▶ [Supplied records]:
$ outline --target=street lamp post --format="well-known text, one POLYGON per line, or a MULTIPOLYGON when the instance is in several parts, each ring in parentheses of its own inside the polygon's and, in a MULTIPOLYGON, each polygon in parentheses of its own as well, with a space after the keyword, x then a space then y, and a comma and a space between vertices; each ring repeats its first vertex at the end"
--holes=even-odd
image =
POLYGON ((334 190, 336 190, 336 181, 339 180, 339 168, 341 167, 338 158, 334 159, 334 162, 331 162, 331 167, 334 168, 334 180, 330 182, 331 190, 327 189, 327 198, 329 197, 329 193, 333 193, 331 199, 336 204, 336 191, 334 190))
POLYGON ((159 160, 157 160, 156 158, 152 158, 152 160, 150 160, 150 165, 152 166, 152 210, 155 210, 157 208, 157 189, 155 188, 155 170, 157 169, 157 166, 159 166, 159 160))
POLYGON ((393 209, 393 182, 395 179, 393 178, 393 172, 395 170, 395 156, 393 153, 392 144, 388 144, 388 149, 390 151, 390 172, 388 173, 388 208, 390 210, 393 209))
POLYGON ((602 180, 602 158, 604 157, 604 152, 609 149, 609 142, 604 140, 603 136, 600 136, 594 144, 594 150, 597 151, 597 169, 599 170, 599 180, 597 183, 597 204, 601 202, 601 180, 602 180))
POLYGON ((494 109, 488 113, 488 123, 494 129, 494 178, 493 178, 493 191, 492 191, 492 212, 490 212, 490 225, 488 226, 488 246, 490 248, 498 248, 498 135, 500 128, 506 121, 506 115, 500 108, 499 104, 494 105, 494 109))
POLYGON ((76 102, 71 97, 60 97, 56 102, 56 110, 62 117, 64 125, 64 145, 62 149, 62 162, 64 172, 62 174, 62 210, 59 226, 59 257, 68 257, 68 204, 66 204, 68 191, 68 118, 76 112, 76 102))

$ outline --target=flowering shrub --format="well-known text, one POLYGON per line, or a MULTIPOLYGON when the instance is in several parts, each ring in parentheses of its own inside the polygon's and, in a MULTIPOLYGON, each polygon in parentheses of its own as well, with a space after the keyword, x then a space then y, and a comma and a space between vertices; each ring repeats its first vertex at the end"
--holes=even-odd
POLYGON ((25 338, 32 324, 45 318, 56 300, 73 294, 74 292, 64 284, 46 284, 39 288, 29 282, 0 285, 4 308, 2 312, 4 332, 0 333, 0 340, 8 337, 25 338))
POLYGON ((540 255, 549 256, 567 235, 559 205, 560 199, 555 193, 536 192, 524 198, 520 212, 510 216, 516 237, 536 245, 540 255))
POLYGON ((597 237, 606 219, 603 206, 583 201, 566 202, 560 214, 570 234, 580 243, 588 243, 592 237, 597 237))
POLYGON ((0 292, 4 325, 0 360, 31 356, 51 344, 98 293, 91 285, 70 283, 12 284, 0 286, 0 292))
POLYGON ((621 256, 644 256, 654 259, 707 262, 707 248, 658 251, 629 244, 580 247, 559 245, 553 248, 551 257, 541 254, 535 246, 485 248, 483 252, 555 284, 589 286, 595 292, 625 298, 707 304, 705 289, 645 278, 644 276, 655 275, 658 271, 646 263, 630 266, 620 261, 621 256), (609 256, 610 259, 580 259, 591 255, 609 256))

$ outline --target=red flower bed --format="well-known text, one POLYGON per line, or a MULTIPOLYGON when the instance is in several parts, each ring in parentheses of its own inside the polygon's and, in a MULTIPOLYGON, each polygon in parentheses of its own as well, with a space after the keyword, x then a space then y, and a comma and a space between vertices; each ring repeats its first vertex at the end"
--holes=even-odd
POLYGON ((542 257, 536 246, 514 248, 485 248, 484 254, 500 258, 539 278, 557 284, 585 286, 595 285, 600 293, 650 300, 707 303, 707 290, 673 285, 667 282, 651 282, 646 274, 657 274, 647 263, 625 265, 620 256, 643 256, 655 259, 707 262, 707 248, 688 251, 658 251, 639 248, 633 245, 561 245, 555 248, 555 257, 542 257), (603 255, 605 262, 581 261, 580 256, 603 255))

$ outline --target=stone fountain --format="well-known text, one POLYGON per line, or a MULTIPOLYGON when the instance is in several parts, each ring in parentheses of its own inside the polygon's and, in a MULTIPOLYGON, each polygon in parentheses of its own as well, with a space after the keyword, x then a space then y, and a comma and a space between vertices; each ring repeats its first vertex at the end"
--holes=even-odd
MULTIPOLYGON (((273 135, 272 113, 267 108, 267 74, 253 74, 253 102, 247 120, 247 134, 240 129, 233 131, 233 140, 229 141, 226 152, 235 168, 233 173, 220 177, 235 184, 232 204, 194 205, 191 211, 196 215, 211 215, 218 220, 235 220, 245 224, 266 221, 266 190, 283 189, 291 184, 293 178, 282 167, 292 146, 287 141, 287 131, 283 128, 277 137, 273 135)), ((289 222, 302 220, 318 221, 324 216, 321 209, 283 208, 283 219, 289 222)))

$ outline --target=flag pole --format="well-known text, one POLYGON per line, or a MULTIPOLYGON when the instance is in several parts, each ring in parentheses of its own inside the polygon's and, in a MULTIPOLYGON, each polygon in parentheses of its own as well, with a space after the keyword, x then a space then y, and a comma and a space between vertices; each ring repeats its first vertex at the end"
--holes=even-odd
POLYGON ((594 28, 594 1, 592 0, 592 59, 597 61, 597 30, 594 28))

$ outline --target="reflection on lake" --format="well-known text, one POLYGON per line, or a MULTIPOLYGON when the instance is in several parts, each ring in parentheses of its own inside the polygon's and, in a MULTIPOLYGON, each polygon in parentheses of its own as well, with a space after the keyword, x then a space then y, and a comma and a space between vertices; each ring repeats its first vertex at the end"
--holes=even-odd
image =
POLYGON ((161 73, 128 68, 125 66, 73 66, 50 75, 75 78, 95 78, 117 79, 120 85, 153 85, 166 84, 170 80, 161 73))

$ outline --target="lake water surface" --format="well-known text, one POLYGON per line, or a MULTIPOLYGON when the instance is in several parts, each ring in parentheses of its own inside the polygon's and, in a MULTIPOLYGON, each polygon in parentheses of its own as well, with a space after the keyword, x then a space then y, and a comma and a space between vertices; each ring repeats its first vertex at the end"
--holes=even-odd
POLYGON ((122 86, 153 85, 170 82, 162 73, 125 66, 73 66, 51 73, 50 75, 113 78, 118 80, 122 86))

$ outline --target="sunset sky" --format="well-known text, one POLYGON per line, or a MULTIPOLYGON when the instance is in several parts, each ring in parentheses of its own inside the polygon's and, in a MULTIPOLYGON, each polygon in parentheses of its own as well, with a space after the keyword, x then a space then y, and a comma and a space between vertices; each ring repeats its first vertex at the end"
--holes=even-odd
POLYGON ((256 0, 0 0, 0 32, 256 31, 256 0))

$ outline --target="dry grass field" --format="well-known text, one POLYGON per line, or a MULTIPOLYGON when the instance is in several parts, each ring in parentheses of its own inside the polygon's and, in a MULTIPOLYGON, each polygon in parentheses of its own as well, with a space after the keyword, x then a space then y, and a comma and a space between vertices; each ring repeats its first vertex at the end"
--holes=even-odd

▶ [What you need to do]:
Rewrite every line of the data above as a Markdown table with two columns, Row and Line. Leave out the blank lines.

▶ [Exercise response]:
| Row | Line |
|---|---|
| 1 | $ outline --target=street lamp post --format="well-known text, one POLYGON per line, or a MULTIPOLYGON when the instance is in several parts, each ring in parentheses of its own inside the polygon's and, in a MULTIPOLYGON, each polygon in parentheses of its own as well, with a space after the keyword, x then a space then y, and a comma and a space between vertices; each ring repeats its first vertex at the end" |
| 2 | --holes=even-odd |
| 3 | image = |
| 4 | POLYGON ((334 190, 336 190, 336 181, 339 180, 339 168, 341 167, 338 158, 334 159, 334 162, 331 162, 331 167, 334 168, 334 180, 330 182, 331 190, 327 189, 327 198, 329 197, 329 193, 333 193, 331 199, 336 204, 336 191, 334 190)) |
| 5 | POLYGON ((159 160, 157 160, 156 158, 152 158, 152 160, 150 160, 150 165, 152 166, 152 210, 155 210, 157 208, 157 189, 155 188, 155 170, 157 169, 157 166, 159 166, 159 160)) |
| 6 | POLYGON ((393 209, 393 182, 395 179, 393 178, 393 172, 395 170, 395 156, 393 153, 392 144, 388 144, 388 149, 390 151, 390 172, 388 173, 388 208, 390 210, 393 209)) |
| 7 | POLYGON ((602 180, 602 158, 604 157, 604 152, 609 149, 609 142, 604 140, 603 136, 600 136, 594 144, 594 150, 597 151, 597 169, 599 170, 599 180, 597 183, 597 204, 601 202, 601 180, 602 180)) |
| 8 | POLYGON ((494 109, 488 113, 488 123, 494 129, 494 178, 493 178, 493 191, 492 191, 492 212, 490 212, 490 225, 488 226, 488 246, 490 248, 498 248, 498 135, 500 128, 506 121, 506 115, 500 108, 499 104, 494 105, 494 109)) |
| 9 | POLYGON ((76 102, 71 97, 60 97, 56 102, 56 110, 62 117, 64 125, 64 145, 62 149, 62 162, 64 172, 62 174, 62 210, 59 226, 59 257, 68 257, 68 204, 66 204, 68 191, 68 118, 76 112, 76 102)) |
| 10 | $ outline --target=flowering shrub --format="well-known text, one POLYGON per line, or a MULTIPOLYGON when the instance is in several parts, each ring in parentheses of its own inside the polygon's and, in a MULTIPOLYGON, each polygon in parentheses of its own as well, with a space after the keyword, x then a space then y, and a comma and a space between vertices; each ring repeats its first vertex at the end" |
| 11 | --holes=even-odd |
| 12 | POLYGON ((25 338, 32 324, 45 318, 56 300, 73 294, 74 292, 64 284, 46 284, 39 288, 29 282, 0 285, 4 308, 2 312, 4 332, 0 333, 0 340, 8 337, 25 338)) |
| 13 | POLYGON ((540 255, 549 256, 567 235, 559 205, 560 199, 555 193, 536 192, 524 198, 520 212, 510 216, 516 237, 536 245, 540 255)) |
| 14 | POLYGON ((597 237, 606 219, 603 206, 583 201, 566 202, 560 214, 570 234, 580 243, 588 243, 592 237, 597 237)) |
| 15 | POLYGON ((0 292, 4 325, 0 360, 31 356, 51 344, 98 293, 91 285, 70 283, 12 284, 0 286, 0 292)) |
| 16 | POLYGON ((621 256, 644 256, 654 259, 707 262, 707 248, 658 251, 629 244, 580 247, 559 245, 553 248, 551 257, 541 254, 535 246, 485 248, 483 252, 555 284, 589 286, 595 292, 625 298, 707 304, 705 289, 645 278, 644 276, 655 275, 658 271, 646 263, 630 266, 620 261, 621 256), (609 256, 610 259, 580 259, 591 255, 609 256)) |
| 17 | $ outline --target=red flower bed --format="well-known text, one POLYGON per line, or a MULTIPOLYGON when the instance is in several parts, each ring in parentheses of its own inside the polygon's and, in a MULTIPOLYGON, each polygon in parentheses of its own as well, with a space after the keyword, x then a space then y, and a comma and a space between vertices; each ring repeats its first vertex at the end" |
| 18 | --holes=even-odd |
| 19 | POLYGON ((542 257, 536 246, 514 248, 485 248, 484 254, 500 258, 539 278, 557 284, 585 286, 595 285, 600 293, 650 300, 707 303, 707 290, 673 285, 667 282, 651 282, 646 274, 657 274, 647 263, 625 265, 620 256, 643 256, 655 259, 707 262, 707 248, 688 251, 658 251, 639 248, 633 245, 561 245, 555 248, 555 257, 542 257), (603 255, 605 262, 581 261, 580 256, 603 255)) |
| 20 | $ outline --target=stone fountain --format="well-known text, one POLYGON per line, or a MULTIPOLYGON when the instance is in several parts, each ring in parentheses of its own inside the polygon's and, in a MULTIPOLYGON, each polygon in parentheses of its own as well, with a space after the keyword, x then a space then y, and a comma and a space between vertices; each ring repeats its first vertex at the end" |
| 21 | --holes=even-odd |
| 22 | MULTIPOLYGON (((273 135, 272 113, 267 108, 267 74, 253 74, 253 102, 247 120, 247 134, 240 129, 233 131, 233 140, 229 141, 226 152, 235 168, 233 173, 220 177, 235 184, 232 204, 194 205, 191 211, 196 215, 211 215, 218 220, 235 220, 245 224, 266 221, 266 190, 283 189, 291 184, 293 178, 282 167, 292 146, 287 141, 287 131, 283 128, 277 137, 273 135)), ((289 222, 302 220, 318 221, 324 216, 321 209, 283 208, 283 219, 289 222))) |
| 23 | $ outline --target=flag pole --format="well-known text, one POLYGON per line, or a MULTIPOLYGON when the instance is in several parts, each ring in parentheses of its own inside the polygon's and, in a MULTIPOLYGON, each polygon in parentheses of its own as well, with a space after the keyword, x then a space then y, and a comma and a space between vertices; each ring repeats its first vertex at the end" |
| 24 | --holes=even-odd |
| 25 | POLYGON ((594 28, 594 1, 592 0, 592 59, 597 61, 597 30, 594 28)) |
| 26 | $ outline --target="reflection on lake" --format="well-known text, one POLYGON per line, or a MULTIPOLYGON when the instance is in several parts, each ring in parentheses of its own inside the polygon's and, in a MULTIPOLYGON, each polygon in parentheses of its own as well, with a space after the keyword, x then a space then y, and a comma and a space between vertices; each ring repeats its first vertex at the end" |
| 27 | --holes=even-odd |
| 28 | image = |
| 29 | POLYGON ((161 73, 128 68, 125 66, 73 66, 50 75, 75 78, 95 78, 117 79, 120 85, 153 85, 166 84, 170 80, 161 73)) |
| 30 | $ outline --target="lake water surface" --format="well-known text, one POLYGON per line, or a MULTIPOLYGON when the instance is in several parts, each ring in parentheses of its own inside the polygon's and, in a MULTIPOLYGON, each polygon in parentheses of its own as well, with a space after the keyword, x then a space then y, and a comma and a space between vertices; each ring repeats its first vertex at the end" |
| 31 | --holes=even-odd |
| 32 | POLYGON ((122 86, 153 85, 170 82, 162 73, 125 66, 73 66, 51 73, 50 75, 113 78, 118 80, 122 86)) |
| 33 | $ outline --target="sunset sky" --format="well-known text, one POLYGON per line, or a MULTIPOLYGON when the instance is in several parts, each ring in parentheses of its own inside the polygon's and, in a MULTIPOLYGON, each polygon in parentheses of its own as well, with a space after the keyword, x then a space then y, and a comma and a space between vertices; each ring repeats its first vertex at the end" |
| 34 | --holes=even-odd |
| 35 | POLYGON ((256 0, 0 0, 0 32, 256 31, 256 0)) |
| 36 | $ outline --target="dry grass field" --format="well-known text, one POLYGON per line, or a MULTIPOLYGON when the instance is in several parts, each ring in parentheses of its own inside the polygon's and, in a MULTIPOLYGON, each polygon in parentheses of its own as well, with a space after the keyword, x then a space then y, and a comma and a space between vertices; each ring repeats its first vertex at the end" |
| 37 | --holes=even-odd |